- _Extracted text_

§ §

Over the centuries in the Christian Church there developed a much more dualistic attitude.  God was opposed by the devil, good by evil.  It was a battle.  Those on the winning side, the goodly, the godly, went to heaven, and their opponents, the evil, wicked followers of Satan were destined to go to hell.  There are great works of literature like Milton and Dante’s poem, and many great works of art, paintings, sculptures, stained glass with vivid representations about the extreme differences between heaven and hell, beauty and hideousness, salvation and damnation.
But this has never been the only view.  St Augustine saw the Manicheans condemned as a heretical sect who denied the majesty of God.  Bishop Jeremy Taylor that great Anglican divine of the seventeenth century wrote memorably about the fate of all men, sinners as well as saints.  ‘We have but a small opinion of the divine mercy if we do not believe that He is able and desirous and willing to save all men from eternal damnation.’
In the Scriptures the power of good is far greater than the power of evil.  The first is a force of its own.  The second a mere perversion unable to exist on its own.  We all know about the Good Shepherd and the Good Samaritan.  Try to think of an evil character in the Scriptures.  I could only find a character in a parable, The Evil Steward.  The death of Jesus on the cross is the ultimate vindication of the truth that good defeated is greater than evil triumphant.
And this truth has permeated throughout our world.  It is not just Christians who believe that good is greater than evil.  The allies defeated the Nazis.  Harry Potter triumphed over Lord Voldemort.
I am not for one moment arguing that evil is a delusion, that it does not exist.  Quite the contrary.  Those of us of a certain age have lived through the most terrible of evil times and evil deeds.  Slavery.  The Holocaust.  Atomic bombs.  Mass starvations.  Ethnic cleansing.  Tortures.  Rapes.  Murders by the million.  Endless cruelties.
The Christian religion takes the realities of both good and evil with the utmost seriousness.  But personally I find the language about Satan or the demonisation of individual human beings neither true nor helpful.  I believe there are few, if any, examples of truly evil people, people who are beyond the redemptive power of God’s grace.
I have come across in my life quite a few habitual criminals, have taken the funerals of people who have been murdered, and visited and taken services in several prisons.  Almost without exception such offenders are inadequate, sad, pathetic individuals whose actions reflect what a Jewish philosopher called the ‘Banality of evil’.  The paedophile I knew best was a tragic shell of a man whose loving nature had been perverted by his distorted sexual needs.  Prison had done nothing to help him.  Some of the most malevolent people I have met have not been criminals but upright suburban citizens.

§ §

- _Given information_
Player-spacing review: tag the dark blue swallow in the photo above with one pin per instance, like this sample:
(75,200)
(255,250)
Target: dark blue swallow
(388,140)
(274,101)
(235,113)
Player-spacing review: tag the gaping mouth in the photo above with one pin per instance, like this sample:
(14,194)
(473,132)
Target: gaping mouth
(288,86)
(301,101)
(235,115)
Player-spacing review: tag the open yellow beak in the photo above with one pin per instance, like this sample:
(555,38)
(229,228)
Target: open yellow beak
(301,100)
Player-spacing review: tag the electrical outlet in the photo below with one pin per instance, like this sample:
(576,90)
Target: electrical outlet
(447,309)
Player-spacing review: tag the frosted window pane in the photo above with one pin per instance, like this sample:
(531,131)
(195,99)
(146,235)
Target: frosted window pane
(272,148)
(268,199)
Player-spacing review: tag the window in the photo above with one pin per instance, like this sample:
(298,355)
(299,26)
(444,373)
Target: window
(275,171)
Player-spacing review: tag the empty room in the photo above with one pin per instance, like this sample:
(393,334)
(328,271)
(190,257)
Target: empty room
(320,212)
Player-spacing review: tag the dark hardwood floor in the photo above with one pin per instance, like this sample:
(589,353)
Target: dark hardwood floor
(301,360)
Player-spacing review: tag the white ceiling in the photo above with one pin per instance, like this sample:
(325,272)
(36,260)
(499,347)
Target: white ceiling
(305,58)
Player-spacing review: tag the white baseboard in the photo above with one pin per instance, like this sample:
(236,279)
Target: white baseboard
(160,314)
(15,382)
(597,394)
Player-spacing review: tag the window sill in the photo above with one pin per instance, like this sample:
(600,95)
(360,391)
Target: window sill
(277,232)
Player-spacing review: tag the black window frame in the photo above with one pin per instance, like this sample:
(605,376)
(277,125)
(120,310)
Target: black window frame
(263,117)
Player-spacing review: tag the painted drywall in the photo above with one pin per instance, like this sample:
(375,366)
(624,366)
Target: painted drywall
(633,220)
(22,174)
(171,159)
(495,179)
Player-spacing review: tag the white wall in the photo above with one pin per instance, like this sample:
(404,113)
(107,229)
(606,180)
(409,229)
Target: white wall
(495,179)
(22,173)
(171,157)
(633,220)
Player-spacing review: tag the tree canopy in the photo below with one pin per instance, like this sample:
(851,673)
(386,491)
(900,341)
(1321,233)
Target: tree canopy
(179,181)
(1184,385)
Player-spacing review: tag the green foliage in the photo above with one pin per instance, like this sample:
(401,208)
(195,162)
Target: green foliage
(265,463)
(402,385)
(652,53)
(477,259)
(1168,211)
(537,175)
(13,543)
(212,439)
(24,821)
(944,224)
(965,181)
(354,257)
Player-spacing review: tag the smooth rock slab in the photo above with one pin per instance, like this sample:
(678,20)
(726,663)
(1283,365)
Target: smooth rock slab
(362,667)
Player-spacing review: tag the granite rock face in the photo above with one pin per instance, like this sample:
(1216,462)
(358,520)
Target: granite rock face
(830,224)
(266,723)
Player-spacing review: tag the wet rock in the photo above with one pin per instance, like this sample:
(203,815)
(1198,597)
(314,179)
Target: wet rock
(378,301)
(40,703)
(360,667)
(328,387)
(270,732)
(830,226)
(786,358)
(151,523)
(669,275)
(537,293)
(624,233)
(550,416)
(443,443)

§ §

- _What you need to do_
(A) Reproduce the passage on good and evil starting at "And this truth" and ending at "of God’s grace.", substituting "greatest seriousness" for "utmost seriousness".
(B) According to the passage on good and evil, which seventeenth-century Anglican wrote memorably about the fate of all men, sinners as well as saints?

- _The results_
(A)
And this truth has permeated throughout our world.  It is not just Christians who believe that good is greater than evil.  The allies defeated the Nazis.  Harry Potter triumphed over Lord Voldemort.
I am not for one moment arguing that evil is a delusion, that it does not exist.  Quite the contrary.  Those of us of a certain age have lived through the most terrible of evil times and evil deeds.  Slavery.  The Holocaust.  Atomic bombs.  Mass starvations.  Ethnic cleansing.  Tortures.  Rapes.  Murders by the million.  Endless cruelties.
The Christian religion takes the realities of both good and evil with the greatest seriousness.  But personally I find the language about Satan or the demonisation of individual human beings neither true nor helpful.  I believe there are few, if any, examples of truly evil people, people who are beyond the redemptive power of God’s grace.

(B) Bishop Jeremy Taylor